◆ Aim of the exercise ◆
Count the lines below that contain the string "positive", treating case as significant, and give only the number.

(Records to process Opens)

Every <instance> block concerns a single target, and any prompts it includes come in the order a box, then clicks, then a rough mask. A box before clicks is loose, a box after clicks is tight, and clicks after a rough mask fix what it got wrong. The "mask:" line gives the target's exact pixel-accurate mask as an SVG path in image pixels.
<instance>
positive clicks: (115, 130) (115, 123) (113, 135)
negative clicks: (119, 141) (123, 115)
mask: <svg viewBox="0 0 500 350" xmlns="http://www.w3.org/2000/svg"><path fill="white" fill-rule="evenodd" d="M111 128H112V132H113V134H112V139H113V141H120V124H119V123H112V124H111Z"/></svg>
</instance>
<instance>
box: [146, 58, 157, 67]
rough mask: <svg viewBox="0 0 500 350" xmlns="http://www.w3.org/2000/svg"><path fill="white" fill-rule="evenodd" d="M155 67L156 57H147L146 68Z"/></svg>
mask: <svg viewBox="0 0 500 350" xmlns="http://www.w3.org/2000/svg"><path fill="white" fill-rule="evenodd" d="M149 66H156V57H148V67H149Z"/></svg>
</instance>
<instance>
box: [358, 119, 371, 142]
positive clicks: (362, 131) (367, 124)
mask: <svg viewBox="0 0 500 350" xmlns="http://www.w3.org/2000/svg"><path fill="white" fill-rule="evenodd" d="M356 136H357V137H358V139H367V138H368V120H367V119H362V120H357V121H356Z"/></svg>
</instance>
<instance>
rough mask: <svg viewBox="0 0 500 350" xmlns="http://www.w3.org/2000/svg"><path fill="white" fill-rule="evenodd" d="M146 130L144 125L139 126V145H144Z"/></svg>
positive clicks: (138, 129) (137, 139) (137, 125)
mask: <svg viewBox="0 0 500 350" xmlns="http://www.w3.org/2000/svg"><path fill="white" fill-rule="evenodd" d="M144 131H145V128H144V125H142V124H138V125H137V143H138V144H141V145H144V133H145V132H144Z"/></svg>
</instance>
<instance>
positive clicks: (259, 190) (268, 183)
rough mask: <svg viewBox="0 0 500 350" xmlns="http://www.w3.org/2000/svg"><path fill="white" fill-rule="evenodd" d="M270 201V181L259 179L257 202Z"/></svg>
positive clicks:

(Records to process Closes)

◆ Answer space ◆
5